_EXTRAIT FOURNI_
——

Le messager

Rien n’est jamais de la faute d’une femme

On a beau dire et même on peut maugréer tout ce que l’on veut, il y a, chez les Français (et sans doute chez beaucoup d’autres peuples) une fascination admirative et agacée pour l’Angleterre, pour la campagne anglaise, pour l’exquise élégance de ses pelouses, pour la correction stylée de ses domestiques, pour la coutume étrange d’ingurgiter rituellement cette sorte d’eau chaude peu sapide qui s’appelle le thé, pour la singularité de sa pratique de sports à peu près incompréhensibles au reste du monde (le cricket, cela va de soi). La situation géographique du pays, ni trop près, ni trop loin du Continent y est naturellement pour beaucoup, mais aussi et tout au moins autant, son histoire particulière.

Comme j’en ai déjà longuement parlé sur d’autres films à tonalité britannique, je m’abstiens de revenir là-dessus et de me répéter ; n’empêche que, quelle que soit l’œuvre en question, je retrouve des constantes profondes. Quelle que soit l’œuvre et l’époque qu’elle relate. Orgueil et préjugés de Joe Wright, d’après Jane Austen, se situe au tout début du 19ème siècle. Chambre avec vue ou Les vestiges du jour, l’un et l’autre de James Ivory respectivement en 1907 et 1936. Et Le messager de Joseph Losey sans doute vers 1903 ou 4, c’est-à-dire juste après la seconde Guerre des Boers, en Afrique du Sud qui prit fin le 31 mai 1902.

Je sais bien que James Ivory et Joseph Losey sont nés aux États-Unis ; n’empêche que l’imprégnation anglaise doit être bien forte, bien prégnante pour que l’un et l’autre aient pu filmer des films aux tonalités si semblables. Parce que ce qui me semble primordial ici et là, c’est vraiment l’atmosphère (quel que soit l’angle d’approche) d’une période civilisée de l’histoire du monde. Un monde plein de codes et de contraintes, corseté, étouffant si l’on veut, mais un monde qui savait se tenir. Et qui a sûrement permis à la Grande-Bretagne de tenir seule, face à la Bête, entre juin 1940 et juin 1941.

Dans un décor magnifique, voilà une histoire sombre où un adolescent naïf, généreux, orphelin pauvre et brillant, Léo (Dominic Guard) est invité par son camarade de collège Marcus Maudsley (Richard Gibson) à passer quelques semaines des vacances d’été dans sa superbe demeure de famille du Norfolk, au Nord-est de l’Angleterre. Un été magnifique, lumineux, chaud, exceptionnel. Une famille accueillante et chaleureuse, attentive à ce que le garçon, moins favorisé par la Fortune, mais dont la famille est estimable, se trouve au mieux parmi elle. Grande qualité des hôtes, le hobereau (Michael Gough) et surtout sa femme, de sublimes élégance et beauté (Margaret Leighton). Que dire de Marian (Julie Christie), la jeune fille, la grande sœur de Marcus, magnifique, qui paraît s’ennuyer, rêver ? Fiancée au jeune lord Hugh Trimingham (Edward Fox) qui porte avec une grande classe la cicatrice qui l’a défiguré en Afrique du Sud.

——

_DONNÉES AFFICHÉES_
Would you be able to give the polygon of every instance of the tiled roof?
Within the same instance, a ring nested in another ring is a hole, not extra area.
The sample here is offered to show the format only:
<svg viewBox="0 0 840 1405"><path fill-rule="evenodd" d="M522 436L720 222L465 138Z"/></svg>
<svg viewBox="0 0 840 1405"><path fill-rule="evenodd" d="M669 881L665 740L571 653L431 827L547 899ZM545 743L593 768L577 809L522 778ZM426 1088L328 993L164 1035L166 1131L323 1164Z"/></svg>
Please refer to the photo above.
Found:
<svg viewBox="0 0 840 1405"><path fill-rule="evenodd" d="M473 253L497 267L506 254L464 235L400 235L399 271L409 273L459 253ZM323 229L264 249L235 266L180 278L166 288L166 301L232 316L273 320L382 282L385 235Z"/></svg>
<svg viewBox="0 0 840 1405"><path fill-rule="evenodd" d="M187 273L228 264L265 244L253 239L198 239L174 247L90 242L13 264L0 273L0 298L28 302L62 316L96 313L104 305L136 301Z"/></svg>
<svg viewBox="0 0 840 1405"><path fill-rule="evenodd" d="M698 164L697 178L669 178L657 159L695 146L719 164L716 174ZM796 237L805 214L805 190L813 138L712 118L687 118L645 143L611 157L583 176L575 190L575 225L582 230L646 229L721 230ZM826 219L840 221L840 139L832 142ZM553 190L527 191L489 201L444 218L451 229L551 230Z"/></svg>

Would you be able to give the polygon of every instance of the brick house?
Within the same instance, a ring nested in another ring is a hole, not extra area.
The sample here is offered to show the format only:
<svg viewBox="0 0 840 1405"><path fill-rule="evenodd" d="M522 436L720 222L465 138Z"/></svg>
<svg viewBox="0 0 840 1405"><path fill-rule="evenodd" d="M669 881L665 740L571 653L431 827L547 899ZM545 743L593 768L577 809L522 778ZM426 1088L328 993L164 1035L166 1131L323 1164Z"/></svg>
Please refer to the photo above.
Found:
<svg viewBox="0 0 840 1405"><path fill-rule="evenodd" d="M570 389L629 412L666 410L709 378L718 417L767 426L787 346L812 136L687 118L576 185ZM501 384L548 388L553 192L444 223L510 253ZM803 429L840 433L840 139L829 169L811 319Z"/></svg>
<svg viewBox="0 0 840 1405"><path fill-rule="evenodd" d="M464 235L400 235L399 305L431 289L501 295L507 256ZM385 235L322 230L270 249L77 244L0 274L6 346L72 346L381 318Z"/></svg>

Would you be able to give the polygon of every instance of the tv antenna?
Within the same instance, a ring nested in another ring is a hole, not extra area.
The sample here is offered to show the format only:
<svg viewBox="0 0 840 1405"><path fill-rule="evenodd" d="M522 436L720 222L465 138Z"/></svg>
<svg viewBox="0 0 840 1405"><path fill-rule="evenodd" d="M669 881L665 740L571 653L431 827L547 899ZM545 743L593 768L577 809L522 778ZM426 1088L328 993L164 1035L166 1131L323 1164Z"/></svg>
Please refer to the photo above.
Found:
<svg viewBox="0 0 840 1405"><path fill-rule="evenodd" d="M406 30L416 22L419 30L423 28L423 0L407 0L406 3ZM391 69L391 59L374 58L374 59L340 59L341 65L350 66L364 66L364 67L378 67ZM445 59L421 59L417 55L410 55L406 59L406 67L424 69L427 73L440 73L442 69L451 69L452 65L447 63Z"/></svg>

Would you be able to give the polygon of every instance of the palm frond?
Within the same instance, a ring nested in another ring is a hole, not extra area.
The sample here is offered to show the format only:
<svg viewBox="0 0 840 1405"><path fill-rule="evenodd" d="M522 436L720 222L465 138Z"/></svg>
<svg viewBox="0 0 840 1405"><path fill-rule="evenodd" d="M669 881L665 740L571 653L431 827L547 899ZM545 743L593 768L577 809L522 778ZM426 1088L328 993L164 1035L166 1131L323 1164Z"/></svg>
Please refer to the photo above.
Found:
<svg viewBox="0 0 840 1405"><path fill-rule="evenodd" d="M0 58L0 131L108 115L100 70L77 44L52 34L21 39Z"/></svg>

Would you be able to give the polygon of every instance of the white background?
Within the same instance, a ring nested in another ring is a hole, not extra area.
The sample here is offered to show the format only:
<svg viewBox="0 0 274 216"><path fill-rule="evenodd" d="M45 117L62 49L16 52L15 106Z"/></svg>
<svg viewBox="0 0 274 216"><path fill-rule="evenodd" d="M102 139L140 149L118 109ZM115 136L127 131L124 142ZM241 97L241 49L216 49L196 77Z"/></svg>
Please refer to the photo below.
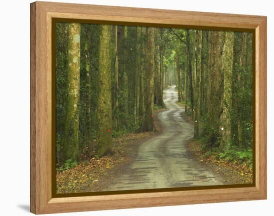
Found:
<svg viewBox="0 0 274 216"><path fill-rule="evenodd" d="M60 0L72 3L267 15L268 200L65 214L68 216L271 215L273 214L273 7L271 0ZM0 214L30 214L29 3L0 3ZM272 212L271 213L271 212Z"/></svg>

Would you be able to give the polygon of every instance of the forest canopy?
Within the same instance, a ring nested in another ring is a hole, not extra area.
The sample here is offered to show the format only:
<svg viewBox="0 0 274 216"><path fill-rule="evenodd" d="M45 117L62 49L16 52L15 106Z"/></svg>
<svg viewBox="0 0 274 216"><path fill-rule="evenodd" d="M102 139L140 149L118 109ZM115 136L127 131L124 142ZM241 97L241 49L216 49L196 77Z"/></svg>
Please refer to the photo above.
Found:
<svg viewBox="0 0 274 216"><path fill-rule="evenodd" d="M252 151L252 33L56 28L57 167L113 154L113 138L154 131L153 111L164 108L163 91L171 85L205 148Z"/></svg>

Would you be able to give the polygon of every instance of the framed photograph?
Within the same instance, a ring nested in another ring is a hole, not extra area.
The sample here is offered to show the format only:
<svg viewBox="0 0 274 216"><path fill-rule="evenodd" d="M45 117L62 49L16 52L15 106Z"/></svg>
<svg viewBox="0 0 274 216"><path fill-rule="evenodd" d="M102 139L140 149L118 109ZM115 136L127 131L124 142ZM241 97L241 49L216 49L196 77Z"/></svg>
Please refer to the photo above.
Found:
<svg viewBox="0 0 274 216"><path fill-rule="evenodd" d="M30 4L30 211L267 199L266 16Z"/></svg>

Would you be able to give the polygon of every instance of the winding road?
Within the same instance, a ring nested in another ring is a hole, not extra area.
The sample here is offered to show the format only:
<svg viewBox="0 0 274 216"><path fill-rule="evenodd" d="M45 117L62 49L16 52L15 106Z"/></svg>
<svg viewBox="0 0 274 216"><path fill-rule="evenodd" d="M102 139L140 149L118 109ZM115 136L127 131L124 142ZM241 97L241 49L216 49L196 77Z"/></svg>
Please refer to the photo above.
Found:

——

_CONSIGNE_
Poursuivez, s'il vous plaît, la critique du film Le messager à partir de la phrase qui se termine par « défiguré en Afrique du Sud », dans le même ton.

_RÉSULTAT ATTENDU_
À quelques encablures, dans la ferme voisine, il y a Ted Burgess (Alan Bates), simple métayer sans attache, qui porte une sorte de puissance tellurique, charnelle, envahissante, qui a séduit l’ennui fragile de Marian dont – on ne sait comment – il est devenu l’amant. Une jeune fille de l’aristocratie, un simple paysan : on voit bien que ça ne fonctionne pas ; qu’il faut un go between qui puisse faire le lien. La cruauté du film, c’est cela : le jeune Léo, émerveillé de l’amitié qu’il croit recevoir à la fois de Marian et de Ted se fait naïvement leur complice, leur servant de truchement et leur portant les messages de rendez-vous qu’ils échangent.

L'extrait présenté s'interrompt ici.